From the data below, keep only the lines that contain the word "lamp" and copy each of them out in order.
[begin Provided entries]
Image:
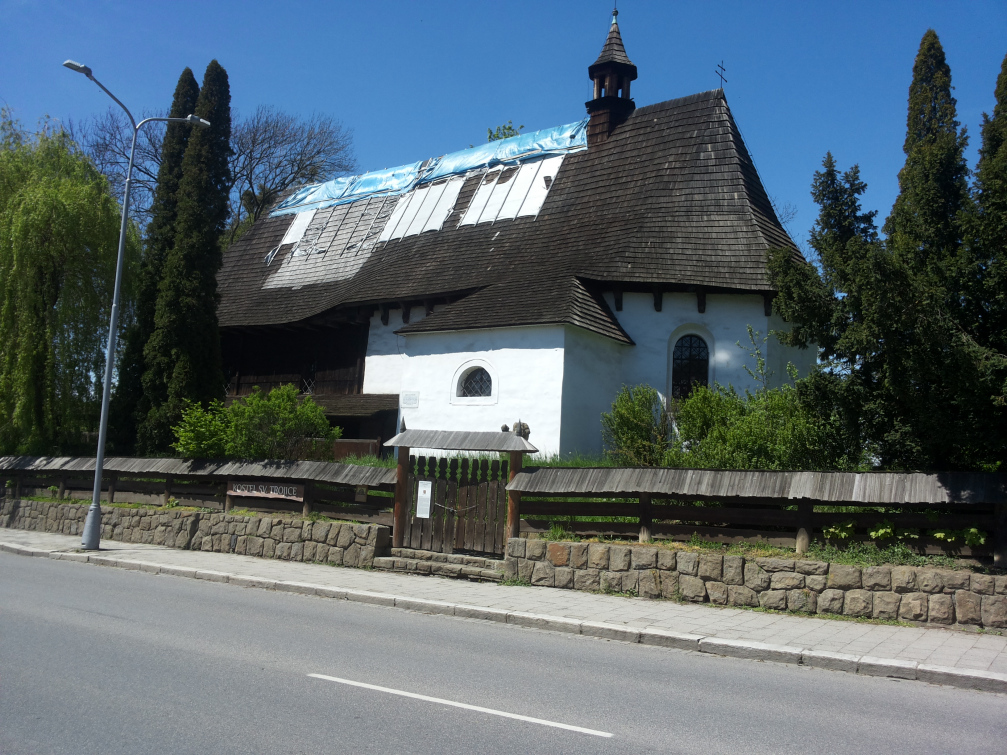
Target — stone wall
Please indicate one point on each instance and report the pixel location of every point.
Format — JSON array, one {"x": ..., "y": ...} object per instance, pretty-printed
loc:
[
  {"x": 291, "y": 540},
  {"x": 884, "y": 592}
]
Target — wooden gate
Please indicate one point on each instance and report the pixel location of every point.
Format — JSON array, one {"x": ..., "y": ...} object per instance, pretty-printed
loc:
[{"x": 467, "y": 505}]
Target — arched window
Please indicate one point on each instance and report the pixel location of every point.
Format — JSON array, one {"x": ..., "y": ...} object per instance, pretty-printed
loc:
[
  {"x": 690, "y": 365},
  {"x": 475, "y": 383}
]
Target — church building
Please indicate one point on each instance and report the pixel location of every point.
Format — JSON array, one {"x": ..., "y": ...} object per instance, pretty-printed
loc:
[{"x": 526, "y": 279}]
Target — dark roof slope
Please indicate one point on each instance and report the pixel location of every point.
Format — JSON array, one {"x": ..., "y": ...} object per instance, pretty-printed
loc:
[{"x": 672, "y": 199}]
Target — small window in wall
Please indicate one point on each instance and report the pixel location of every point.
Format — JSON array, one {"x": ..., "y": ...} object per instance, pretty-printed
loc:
[
  {"x": 690, "y": 365},
  {"x": 475, "y": 383}
]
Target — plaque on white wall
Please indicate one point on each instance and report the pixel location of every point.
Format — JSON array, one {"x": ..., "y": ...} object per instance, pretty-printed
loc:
[{"x": 423, "y": 499}]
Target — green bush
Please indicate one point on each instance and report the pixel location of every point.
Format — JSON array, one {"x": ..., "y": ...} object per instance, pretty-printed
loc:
[{"x": 272, "y": 426}]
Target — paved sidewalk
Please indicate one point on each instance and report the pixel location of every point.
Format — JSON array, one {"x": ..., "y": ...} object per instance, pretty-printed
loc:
[{"x": 936, "y": 654}]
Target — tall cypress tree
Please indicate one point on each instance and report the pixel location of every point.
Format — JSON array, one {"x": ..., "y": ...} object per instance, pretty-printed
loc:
[
  {"x": 130, "y": 404},
  {"x": 182, "y": 356},
  {"x": 925, "y": 227}
]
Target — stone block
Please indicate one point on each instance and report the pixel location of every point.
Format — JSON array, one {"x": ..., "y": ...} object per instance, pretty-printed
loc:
[
  {"x": 587, "y": 579},
  {"x": 886, "y": 605},
  {"x": 775, "y": 565},
  {"x": 994, "y": 611},
  {"x": 710, "y": 567},
  {"x": 649, "y": 585},
  {"x": 597, "y": 556},
  {"x": 351, "y": 556},
  {"x": 756, "y": 578},
  {"x": 536, "y": 550},
  {"x": 688, "y": 563},
  {"x": 691, "y": 588},
  {"x": 857, "y": 602},
  {"x": 804, "y": 601},
  {"x": 544, "y": 574},
  {"x": 558, "y": 554},
  {"x": 667, "y": 560},
  {"x": 903, "y": 579},
  {"x": 877, "y": 578},
  {"x": 618, "y": 559},
  {"x": 842, "y": 577},
  {"x": 734, "y": 570},
  {"x": 717, "y": 592},
  {"x": 941, "y": 610},
  {"x": 929, "y": 581},
  {"x": 786, "y": 581},
  {"x": 913, "y": 607},
  {"x": 630, "y": 581},
  {"x": 644, "y": 558},
  {"x": 811, "y": 568},
  {"x": 774, "y": 599},
  {"x": 670, "y": 585},
  {"x": 525, "y": 569},
  {"x": 611, "y": 582},
  {"x": 739, "y": 595},
  {"x": 578, "y": 556},
  {"x": 516, "y": 548},
  {"x": 816, "y": 582},
  {"x": 982, "y": 584}
]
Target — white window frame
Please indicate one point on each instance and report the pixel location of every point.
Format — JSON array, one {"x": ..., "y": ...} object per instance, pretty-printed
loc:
[{"x": 477, "y": 401}]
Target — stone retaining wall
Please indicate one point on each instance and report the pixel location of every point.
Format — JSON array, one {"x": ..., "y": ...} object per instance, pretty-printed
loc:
[
  {"x": 910, "y": 594},
  {"x": 291, "y": 540}
]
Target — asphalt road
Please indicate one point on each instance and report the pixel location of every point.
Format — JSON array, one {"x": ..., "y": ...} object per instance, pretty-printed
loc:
[{"x": 96, "y": 659}]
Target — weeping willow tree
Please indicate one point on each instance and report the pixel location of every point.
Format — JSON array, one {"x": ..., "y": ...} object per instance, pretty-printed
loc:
[{"x": 58, "y": 238}]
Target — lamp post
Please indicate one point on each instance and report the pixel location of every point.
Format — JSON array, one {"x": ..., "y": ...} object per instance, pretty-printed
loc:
[{"x": 93, "y": 524}]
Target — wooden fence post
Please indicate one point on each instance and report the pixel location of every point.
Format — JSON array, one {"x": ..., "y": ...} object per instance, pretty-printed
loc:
[
  {"x": 401, "y": 496},
  {"x": 1000, "y": 536},
  {"x": 308, "y": 495},
  {"x": 644, "y": 517},
  {"x": 514, "y": 497},
  {"x": 805, "y": 510}
]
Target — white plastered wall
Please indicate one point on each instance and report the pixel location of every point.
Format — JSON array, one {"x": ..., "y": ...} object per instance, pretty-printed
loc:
[{"x": 526, "y": 364}]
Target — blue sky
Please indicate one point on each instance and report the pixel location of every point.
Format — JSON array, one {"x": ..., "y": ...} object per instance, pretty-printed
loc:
[{"x": 414, "y": 80}]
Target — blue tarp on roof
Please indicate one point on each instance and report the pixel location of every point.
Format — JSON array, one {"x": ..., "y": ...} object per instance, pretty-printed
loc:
[{"x": 392, "y": 181}]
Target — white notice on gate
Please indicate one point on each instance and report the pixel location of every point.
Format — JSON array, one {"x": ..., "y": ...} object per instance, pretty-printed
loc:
[{"x": 423, "y": 499}]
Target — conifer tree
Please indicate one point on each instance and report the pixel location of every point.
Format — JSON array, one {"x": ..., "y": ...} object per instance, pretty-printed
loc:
[
  {"x": 182, "y": 356},
  {"x": 924, "y": 228},
  {"x": 130, "y": 404}
]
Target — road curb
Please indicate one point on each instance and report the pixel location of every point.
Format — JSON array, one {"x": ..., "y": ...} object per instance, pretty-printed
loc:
[{"x": 863, "y": 665}]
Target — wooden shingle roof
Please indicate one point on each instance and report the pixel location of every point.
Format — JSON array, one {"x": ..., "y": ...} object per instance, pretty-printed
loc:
[{"x": 671, "y": 200}]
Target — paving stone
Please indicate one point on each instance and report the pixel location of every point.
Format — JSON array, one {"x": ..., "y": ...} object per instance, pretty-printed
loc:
[
  {"x": 842, "y": 577},
  {"x": 877, "y": 578},
  {"x": 711, "y": 567},
  {"x": 688, "y": 564},
  {"x": 717, "y": 592},
  {"x": 913, "y": 607}
]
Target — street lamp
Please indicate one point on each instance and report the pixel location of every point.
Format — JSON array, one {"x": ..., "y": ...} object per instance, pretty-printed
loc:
[{"x": 93, "y": 524}]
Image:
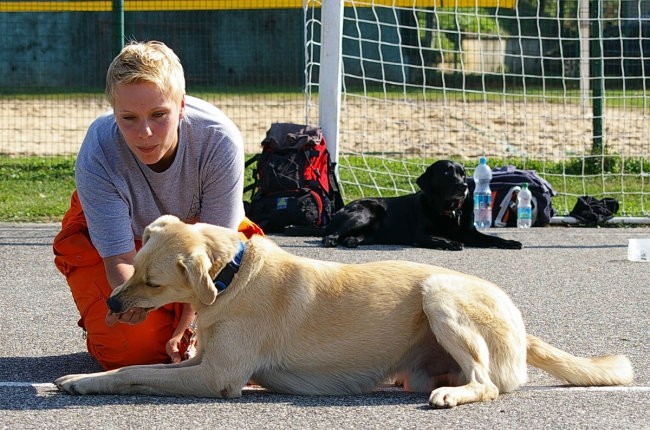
[end Provided entries]
## Answer to the task
Target — lamp post
Target — street lamp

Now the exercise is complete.